_DOCUMENT EXTRACT:_
* Start *

After several others had spoken, and the Indians seemed about to leave the room, the interpreter was directed to ask the following questions: "Shall I say to the President that you refuse the offers that he has made to you? Are we to understand that you refuse those offers?" Sitting Bull answered: "I could tell you more, but that is all I have to tell. If we told you more, you would not pay any attention to it. This part of the country does not belong to your people. You belong to the other side, this side belongs to us."
Thus the conference closed. The Indians positively refused to give up all their weapons, to exchange their horses for cows and the priceless privilege of being shut up upon reservations, off which they could not go without being pursued, arrested and brought back by troops.
Sitting Bull did not believe the cows would materialize if his people gave up their horses. He had long since lost faith in the Government which, as he expressed it, "had made fifty-two treaties with the Sioux and kept none of them."
It was also in this connection that the great Indian leader made his famous reply: "Tell them at Washington if they have one man who speaks the truth to send him to me, and I will listen to what he has to say."
The country originally owned and occupied by the Sioux extended many miles beyond the Canadian boundary line. Hence they had claims to territory in both countries, but their lot at this period was indeed sad. Those bands on our side were for the most part confined to reservations where, by reason of crop failure and the other causes already given, they were threatened with starvation.
Those malcontent Indians under Sitting Bull, on the Canadian side, enjoyed liberty, but they had little else. The Canadian Government would give them protection but no supplies. And now the buffalo, on which they depended mainly for subsistence, was being gradually exterminated or driven off.
Besides the commission appointed by the Government at least two enterprising Chicago papers sent reporters all the way to Canada to interview the Indian sphinx of the Northwest. These interviews took place at Fort Walsh, in the presence of Major Walsh, who seems to have been a prime favorite with Sitting Bull and all his followers. In the first one, it is stated:
"At the appointed time, half-past eight, the lamps were lighted and the most mysterious Indian chieftain who ever flourished in North America was ushered in. There he stood, his blanket rolled back, his head upreared, his right moccasin put forward, his right hand thrown across his chest. I arose and approached him, holding out both hands. He grasped them cordially. 'How!' said he, 'How!' At this time he was clad in a black and white calico shirt, black cloth leggins and moccasins, magnificently embroidered with beads and porcupine quills. He held in his left hand a foxskin cap, its brush drooping to his feet; with the dignity and grace of a natural gentleman he had removed it from his head at the threshold. His eyes gleamed like black diamonds. His visage, devoid of paint, was noble and commanding; nay, it was something more. Besides the Indian character given to it by high cheek-bones, a broad, retreating forehead, a prominent, aquiline nose and a jaw like a bull-dog's, there was about the mouth something of beauty, but more an expression of exquisite irony. Such a mouth and such eyes as this Indian's, if seen in the countenance of a white man would appear to denote qualities similar to those which animated the career of Mazarin. Yet there was something wondrously sweet in his smile as he extended to me his hands.

* End *

_STORED RECORDS:_
* Start *

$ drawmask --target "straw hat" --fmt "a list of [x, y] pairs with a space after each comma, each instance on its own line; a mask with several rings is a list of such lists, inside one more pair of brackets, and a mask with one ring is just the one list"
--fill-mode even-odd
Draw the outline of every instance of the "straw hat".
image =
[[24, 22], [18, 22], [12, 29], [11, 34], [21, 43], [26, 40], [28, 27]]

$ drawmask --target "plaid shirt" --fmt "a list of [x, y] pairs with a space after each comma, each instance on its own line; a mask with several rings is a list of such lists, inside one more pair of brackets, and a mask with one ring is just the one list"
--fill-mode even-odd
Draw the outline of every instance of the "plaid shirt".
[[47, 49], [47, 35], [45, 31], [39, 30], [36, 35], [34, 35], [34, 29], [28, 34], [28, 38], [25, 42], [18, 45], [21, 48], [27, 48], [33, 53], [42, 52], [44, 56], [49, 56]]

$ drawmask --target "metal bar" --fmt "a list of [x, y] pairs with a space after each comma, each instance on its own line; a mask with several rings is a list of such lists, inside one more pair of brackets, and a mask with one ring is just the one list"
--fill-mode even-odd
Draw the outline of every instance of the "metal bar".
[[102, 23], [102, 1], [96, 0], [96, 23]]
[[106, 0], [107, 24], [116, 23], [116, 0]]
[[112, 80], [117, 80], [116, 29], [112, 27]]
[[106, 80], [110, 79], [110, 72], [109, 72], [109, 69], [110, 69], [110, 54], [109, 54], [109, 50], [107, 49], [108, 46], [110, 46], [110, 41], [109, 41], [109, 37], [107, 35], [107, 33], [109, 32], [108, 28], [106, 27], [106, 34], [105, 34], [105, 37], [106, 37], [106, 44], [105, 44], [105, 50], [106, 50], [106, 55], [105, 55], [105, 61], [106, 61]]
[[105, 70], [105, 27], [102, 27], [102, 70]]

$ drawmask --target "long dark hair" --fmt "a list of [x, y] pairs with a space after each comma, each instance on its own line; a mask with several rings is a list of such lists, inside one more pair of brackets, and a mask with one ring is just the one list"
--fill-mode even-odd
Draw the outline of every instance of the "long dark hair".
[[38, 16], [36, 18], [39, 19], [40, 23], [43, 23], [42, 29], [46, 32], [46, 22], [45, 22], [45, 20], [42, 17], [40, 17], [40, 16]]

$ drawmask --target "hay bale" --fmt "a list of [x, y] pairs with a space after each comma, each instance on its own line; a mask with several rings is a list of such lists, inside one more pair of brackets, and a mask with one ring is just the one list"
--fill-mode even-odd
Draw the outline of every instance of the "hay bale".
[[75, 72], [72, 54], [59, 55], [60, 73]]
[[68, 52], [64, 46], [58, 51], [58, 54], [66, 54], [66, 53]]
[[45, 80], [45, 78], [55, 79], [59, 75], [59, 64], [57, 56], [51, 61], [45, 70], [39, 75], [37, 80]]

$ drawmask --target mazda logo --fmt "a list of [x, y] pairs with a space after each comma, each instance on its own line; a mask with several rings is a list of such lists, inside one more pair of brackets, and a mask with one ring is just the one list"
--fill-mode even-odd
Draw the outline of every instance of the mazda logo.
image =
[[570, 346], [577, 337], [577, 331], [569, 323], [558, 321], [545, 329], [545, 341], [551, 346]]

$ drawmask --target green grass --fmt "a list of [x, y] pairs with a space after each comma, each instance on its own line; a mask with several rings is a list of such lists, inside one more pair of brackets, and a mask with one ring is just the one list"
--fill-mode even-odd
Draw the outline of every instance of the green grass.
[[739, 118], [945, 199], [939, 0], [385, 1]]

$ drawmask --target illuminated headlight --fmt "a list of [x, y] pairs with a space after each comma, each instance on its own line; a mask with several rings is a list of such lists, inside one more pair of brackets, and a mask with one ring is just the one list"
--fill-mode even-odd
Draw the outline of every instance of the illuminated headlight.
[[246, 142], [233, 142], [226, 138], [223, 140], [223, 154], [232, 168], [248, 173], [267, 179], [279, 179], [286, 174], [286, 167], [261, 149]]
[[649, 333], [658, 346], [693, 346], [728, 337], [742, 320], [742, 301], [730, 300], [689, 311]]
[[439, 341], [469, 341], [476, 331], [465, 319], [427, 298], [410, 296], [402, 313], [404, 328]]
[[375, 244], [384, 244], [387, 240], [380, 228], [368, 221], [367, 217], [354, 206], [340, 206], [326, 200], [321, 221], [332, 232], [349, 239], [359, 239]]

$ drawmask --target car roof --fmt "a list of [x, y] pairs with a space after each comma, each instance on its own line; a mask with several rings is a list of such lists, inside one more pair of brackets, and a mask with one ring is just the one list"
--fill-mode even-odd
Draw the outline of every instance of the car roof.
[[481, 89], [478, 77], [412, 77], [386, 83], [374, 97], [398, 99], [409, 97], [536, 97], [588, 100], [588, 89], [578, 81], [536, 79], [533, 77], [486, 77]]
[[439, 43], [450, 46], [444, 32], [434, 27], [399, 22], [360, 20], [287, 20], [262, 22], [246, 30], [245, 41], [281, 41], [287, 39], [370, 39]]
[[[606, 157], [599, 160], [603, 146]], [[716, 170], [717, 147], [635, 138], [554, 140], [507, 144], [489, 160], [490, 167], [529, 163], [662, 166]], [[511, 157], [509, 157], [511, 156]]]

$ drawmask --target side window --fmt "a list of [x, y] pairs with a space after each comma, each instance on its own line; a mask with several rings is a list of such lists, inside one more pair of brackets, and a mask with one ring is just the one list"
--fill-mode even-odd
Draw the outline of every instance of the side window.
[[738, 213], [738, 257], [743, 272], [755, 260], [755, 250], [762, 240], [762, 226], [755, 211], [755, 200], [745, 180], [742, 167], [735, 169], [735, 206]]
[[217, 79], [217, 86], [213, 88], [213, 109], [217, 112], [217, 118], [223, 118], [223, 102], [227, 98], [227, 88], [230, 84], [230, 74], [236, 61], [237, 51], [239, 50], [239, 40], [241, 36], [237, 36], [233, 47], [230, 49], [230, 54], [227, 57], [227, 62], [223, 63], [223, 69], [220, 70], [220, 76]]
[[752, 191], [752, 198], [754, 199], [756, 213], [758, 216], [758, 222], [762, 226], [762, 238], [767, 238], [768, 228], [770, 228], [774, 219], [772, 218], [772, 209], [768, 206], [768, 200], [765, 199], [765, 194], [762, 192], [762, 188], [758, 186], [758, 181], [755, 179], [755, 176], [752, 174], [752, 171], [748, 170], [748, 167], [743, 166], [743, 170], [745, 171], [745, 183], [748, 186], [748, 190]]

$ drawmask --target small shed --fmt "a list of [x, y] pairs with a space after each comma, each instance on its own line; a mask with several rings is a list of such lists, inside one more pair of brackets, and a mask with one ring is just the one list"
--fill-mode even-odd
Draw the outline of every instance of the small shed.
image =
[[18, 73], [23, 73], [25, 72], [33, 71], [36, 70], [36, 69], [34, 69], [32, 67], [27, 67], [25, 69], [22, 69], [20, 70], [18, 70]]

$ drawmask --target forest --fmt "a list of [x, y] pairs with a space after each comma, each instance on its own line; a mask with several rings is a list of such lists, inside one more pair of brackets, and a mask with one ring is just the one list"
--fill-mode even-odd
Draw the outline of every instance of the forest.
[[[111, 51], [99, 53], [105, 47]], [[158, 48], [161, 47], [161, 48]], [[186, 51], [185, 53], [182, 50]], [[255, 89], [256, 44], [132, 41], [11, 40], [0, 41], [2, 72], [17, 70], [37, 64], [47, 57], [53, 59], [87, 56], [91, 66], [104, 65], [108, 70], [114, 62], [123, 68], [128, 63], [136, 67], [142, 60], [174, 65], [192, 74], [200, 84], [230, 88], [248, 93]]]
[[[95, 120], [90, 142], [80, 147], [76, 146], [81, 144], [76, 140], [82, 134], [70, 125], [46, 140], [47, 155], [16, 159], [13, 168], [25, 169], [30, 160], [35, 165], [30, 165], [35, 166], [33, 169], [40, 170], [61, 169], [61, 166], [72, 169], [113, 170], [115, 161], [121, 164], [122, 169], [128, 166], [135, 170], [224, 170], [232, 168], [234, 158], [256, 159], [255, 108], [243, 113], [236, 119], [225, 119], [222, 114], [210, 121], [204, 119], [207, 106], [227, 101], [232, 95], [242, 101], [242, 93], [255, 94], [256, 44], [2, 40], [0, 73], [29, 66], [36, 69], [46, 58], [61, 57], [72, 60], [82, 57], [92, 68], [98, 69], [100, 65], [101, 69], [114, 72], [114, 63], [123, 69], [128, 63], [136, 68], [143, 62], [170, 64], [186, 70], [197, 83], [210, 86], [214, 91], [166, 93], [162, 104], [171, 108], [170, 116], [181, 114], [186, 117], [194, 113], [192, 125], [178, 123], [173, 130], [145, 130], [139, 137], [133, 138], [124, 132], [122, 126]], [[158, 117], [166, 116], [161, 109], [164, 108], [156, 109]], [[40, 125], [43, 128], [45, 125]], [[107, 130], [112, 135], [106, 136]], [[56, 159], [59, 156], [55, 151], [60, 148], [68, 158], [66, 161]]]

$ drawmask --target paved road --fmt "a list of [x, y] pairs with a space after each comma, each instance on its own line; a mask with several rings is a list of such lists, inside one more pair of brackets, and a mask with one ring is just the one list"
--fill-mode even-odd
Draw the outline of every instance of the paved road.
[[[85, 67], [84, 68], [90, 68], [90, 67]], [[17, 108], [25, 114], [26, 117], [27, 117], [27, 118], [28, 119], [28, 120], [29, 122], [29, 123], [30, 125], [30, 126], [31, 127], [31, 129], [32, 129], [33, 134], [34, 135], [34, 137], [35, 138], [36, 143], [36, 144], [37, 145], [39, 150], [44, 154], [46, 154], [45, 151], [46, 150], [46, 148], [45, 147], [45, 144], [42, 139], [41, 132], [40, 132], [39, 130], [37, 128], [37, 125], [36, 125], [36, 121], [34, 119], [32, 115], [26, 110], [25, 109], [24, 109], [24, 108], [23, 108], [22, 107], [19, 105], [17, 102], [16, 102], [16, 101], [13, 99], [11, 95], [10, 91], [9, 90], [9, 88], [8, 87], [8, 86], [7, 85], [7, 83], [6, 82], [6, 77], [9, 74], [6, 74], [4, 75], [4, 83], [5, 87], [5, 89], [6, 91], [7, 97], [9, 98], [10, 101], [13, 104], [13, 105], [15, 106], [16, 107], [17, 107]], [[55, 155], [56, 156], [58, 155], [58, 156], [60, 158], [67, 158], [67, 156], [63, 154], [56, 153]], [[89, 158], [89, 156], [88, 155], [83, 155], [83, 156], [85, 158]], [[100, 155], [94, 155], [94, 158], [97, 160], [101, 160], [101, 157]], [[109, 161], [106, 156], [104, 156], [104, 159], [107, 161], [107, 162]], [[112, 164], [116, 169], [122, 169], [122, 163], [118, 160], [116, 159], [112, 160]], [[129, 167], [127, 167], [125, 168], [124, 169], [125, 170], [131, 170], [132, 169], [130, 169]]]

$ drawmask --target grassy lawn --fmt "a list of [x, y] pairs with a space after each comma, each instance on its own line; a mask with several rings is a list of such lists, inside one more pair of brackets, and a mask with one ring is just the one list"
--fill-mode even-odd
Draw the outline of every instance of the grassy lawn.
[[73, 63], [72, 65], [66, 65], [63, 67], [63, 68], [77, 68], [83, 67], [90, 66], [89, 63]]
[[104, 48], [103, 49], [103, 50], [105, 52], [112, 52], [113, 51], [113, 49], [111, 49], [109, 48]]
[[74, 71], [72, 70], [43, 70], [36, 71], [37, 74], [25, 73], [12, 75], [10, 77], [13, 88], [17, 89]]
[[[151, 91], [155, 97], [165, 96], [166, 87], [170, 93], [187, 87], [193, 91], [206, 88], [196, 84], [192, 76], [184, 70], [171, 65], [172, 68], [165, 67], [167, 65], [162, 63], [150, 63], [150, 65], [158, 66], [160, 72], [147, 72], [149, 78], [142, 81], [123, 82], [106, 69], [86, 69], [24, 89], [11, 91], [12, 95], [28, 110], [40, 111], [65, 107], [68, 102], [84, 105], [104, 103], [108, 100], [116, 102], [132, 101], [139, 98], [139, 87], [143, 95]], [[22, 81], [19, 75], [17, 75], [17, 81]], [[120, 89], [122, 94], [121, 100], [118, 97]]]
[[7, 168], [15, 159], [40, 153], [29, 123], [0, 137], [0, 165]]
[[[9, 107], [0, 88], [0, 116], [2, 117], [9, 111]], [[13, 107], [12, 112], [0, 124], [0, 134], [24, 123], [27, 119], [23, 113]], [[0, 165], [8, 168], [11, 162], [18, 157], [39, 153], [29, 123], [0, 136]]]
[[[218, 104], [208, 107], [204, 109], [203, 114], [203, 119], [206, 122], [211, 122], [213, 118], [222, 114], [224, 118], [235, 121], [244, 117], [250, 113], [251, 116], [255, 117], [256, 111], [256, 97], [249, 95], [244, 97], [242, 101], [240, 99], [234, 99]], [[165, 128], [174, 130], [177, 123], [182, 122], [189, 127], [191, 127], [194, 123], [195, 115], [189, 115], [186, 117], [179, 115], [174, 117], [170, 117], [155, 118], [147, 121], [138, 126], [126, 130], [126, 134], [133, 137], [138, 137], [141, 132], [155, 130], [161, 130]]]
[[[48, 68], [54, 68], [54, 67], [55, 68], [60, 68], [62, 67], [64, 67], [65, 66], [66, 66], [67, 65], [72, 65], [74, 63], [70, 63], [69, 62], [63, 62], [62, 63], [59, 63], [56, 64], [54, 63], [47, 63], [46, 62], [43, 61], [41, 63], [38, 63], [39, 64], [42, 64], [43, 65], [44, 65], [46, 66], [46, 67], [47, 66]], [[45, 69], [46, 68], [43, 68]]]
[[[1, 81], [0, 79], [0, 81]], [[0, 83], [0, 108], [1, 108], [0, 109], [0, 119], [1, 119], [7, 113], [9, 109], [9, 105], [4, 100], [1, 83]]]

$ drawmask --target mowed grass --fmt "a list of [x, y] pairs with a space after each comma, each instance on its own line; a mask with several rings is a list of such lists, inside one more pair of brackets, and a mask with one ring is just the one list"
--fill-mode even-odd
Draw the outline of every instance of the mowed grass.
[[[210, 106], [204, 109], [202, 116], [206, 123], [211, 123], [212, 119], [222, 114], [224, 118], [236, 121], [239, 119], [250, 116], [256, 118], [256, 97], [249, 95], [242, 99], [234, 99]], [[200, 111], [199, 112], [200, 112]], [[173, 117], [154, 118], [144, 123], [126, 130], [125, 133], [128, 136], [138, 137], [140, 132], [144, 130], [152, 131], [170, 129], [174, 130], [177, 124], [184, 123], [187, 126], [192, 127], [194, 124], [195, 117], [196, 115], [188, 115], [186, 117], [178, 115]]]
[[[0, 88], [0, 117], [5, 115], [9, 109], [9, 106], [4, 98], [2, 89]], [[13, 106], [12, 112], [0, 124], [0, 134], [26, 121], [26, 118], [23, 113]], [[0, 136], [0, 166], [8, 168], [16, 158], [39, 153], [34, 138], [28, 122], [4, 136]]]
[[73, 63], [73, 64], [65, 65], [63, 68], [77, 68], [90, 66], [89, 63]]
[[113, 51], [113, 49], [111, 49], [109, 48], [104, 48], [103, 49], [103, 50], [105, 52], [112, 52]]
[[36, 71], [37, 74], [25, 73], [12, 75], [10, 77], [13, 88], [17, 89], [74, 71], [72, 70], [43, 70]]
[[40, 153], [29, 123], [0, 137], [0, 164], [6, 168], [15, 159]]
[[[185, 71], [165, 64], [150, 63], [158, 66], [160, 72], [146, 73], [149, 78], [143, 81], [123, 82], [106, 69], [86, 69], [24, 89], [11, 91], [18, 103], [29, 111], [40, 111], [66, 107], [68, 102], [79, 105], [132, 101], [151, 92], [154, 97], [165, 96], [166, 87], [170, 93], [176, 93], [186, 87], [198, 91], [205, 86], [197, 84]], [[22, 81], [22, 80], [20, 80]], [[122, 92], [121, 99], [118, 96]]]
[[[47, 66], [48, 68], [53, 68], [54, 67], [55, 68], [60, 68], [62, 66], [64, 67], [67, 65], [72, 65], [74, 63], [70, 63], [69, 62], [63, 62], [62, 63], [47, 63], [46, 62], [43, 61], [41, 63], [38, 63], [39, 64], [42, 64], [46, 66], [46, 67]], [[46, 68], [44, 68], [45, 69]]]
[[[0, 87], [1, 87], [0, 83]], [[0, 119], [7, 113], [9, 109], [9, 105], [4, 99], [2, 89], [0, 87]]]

* End *

_SET TASKS:_
1. Repeat the passage of the text on Sitting Bull starting with "It was also" and going on through "threatened with starvation.".
2. In the records, change "lawn" to "meadow" in the lines starting with the line with "drawmask --target grassy" and going on through the line with "67], [90, 66], [89, 63]]". Write out only those lines, with nothing else altered.

_EXERCISE RESPONSES:_
1.
It was also in this connection that the great Indian leader made his famous reply: "Tell them at Washington if they have one man who speaks the truth to send him to me, and I will listen to what he has to say."
The country originally owned and occupied by the Sioux extended many miles beyond the Canadian boundary line. Hence they had claims to territory in both countries, but their lot at this period was indeed sad. Those bands on our side were for the most part confined to reservations where, by reason of crop failure and the other causes already given, they were threatened with starvation.

2.
$ drawmask --target grassy meadow --fmt "a list of [x, y] pairs with a space after each comma, each instance on its own line; a mask with several rings is a list of such lists, inside one more pair of brackets, and a mask with one ring is just the one list"
--fill-mode even-odd
Draw the outline of every instance of the grassy meadow.
[[73, 63], [72, 65], [66, 65], [63, 67], [63, 68], [77, 68], [83, 67], [90, 66], [89, 63]]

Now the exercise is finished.